(TEXT SHOWN)
[Start of section]
Jesus knows what it means to suffer. He knows what it means to be afraid, to feel abandoned by God. Think about that for a minute, in Jesus, God knows what it feels like to feel abandoned by God. To feel truly alone in this world, suffering unseen and unheard, like your prayers are hitting the ceiling and crashing back down to earth rather than traveling into the presence of a loving God. Jesus didn’t just suffer for us. He suffered with us. He gets it. He understands. He knows. He knows the power of temptation, and he knows what it feels like to suffer. He gets it. He gets us. He is the perfect bridge between God and us.
And lastly, as we gaze at the cross tonight, we DIVE into our DESTINY. The writer of Hebrews tells us that made perfect in suffering, perfectly fitting as the way of salvation for a great and mighty God, Jesus Christ will bring many sons and daughters to glory. This phrase pictures a long family processional winding through life and moving toward glory. Two things are promised to us here. The first is certainty.
[End of section]
(WORK TO COMPLETE)
• 1. In the sermon passage on Jesus's suffering:
(a) Between whom is Jesus called the perfect bridge?
(b) To what will Jesus Christ bring many sons and daughters, according to the writer of Hebrews?
(c) What is the first of the two promises named?
• 2. Carry the sermon passage on Jesus's suffering forward from its final sentence.

(RECORD EXTRACTS)
[Start of section]
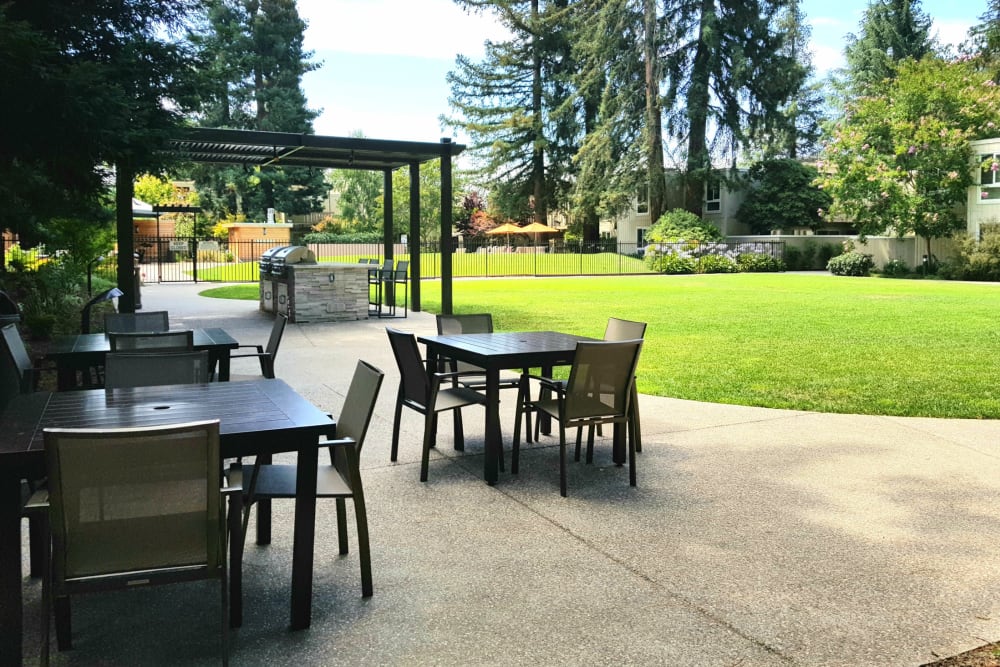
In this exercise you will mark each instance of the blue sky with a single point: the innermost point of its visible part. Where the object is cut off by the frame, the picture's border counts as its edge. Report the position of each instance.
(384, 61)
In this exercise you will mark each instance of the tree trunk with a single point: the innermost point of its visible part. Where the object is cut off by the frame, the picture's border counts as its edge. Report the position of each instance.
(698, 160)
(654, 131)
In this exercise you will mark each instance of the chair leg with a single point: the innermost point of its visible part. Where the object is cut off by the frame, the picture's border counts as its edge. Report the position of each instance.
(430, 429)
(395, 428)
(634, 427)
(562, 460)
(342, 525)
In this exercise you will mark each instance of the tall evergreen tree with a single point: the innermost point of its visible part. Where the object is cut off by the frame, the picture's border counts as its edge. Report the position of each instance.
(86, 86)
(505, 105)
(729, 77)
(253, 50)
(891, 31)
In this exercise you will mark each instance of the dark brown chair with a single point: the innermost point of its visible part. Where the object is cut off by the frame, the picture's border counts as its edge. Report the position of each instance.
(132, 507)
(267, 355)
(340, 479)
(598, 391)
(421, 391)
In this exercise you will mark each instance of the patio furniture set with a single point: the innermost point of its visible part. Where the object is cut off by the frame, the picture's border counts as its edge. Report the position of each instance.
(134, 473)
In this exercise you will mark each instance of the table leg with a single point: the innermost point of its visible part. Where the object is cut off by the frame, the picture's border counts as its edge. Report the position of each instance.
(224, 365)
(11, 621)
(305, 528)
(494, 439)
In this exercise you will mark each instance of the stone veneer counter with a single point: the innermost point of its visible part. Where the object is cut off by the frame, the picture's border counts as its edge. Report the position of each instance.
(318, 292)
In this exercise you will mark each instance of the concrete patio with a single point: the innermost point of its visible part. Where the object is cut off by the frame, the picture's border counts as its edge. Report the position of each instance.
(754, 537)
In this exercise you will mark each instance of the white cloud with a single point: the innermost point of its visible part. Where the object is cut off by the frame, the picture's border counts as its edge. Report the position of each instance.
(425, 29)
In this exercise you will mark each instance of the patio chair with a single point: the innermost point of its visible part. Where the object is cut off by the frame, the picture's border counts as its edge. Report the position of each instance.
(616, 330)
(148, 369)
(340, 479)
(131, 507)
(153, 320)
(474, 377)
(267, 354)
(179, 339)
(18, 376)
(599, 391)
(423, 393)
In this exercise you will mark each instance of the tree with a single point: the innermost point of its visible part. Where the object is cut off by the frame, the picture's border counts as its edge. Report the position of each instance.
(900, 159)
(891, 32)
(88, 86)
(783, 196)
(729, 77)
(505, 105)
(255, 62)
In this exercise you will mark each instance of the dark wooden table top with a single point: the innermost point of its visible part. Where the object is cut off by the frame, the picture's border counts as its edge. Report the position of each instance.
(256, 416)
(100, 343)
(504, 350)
[End of section]
(WRITTEN ANSWERS)
• 1.
(a) Between God and us.
(b) To glory.
(c) Certainty.

• 2.
We are all “sons.” The word “sons” was chosen here for a reason, and it has nothing to do with maleness. The concept of sonship in the ancient world was one of certain inheritance in the future. When the father passed away, all that he had and was, was passed on to his sons. Throughout the New Testament we are called sons and daughters of God, adopted into the family of God and therefore receiving all of the rights and benefits of our brother, our hero, and the pioneer of our faith – Jesus Christ. Because of Jesus Christ, we have certainty, something we can bank on, someone we know is and will always be there.
We are also promised that God will bring us to glory. Regardless of what we face in this life, our lives have a rewarding conclusion. As important as our activities in daily life are, and Scripture is clear that our lives are important, we are moving toward something even greater, something the writers of old simply called “glory.”
St. John gives us perhaps the most beautiful description of glory as that time and place when “The dwelling place of God is with man. He will dwell with them, and they will be his people, and God himself will be with them as their God. He will wipe away every tear from their eyes, and death shall be no more, neither shall there be mourning, nor crying, nor pain anymore, for the former things have passed away.” As we gaze on the cross tonight, we have the opportunity to GRASP the GREATNESS of God, to PROCLAIM the PERFECTION of Christ, and to DIVE into our DESTINY with Christ.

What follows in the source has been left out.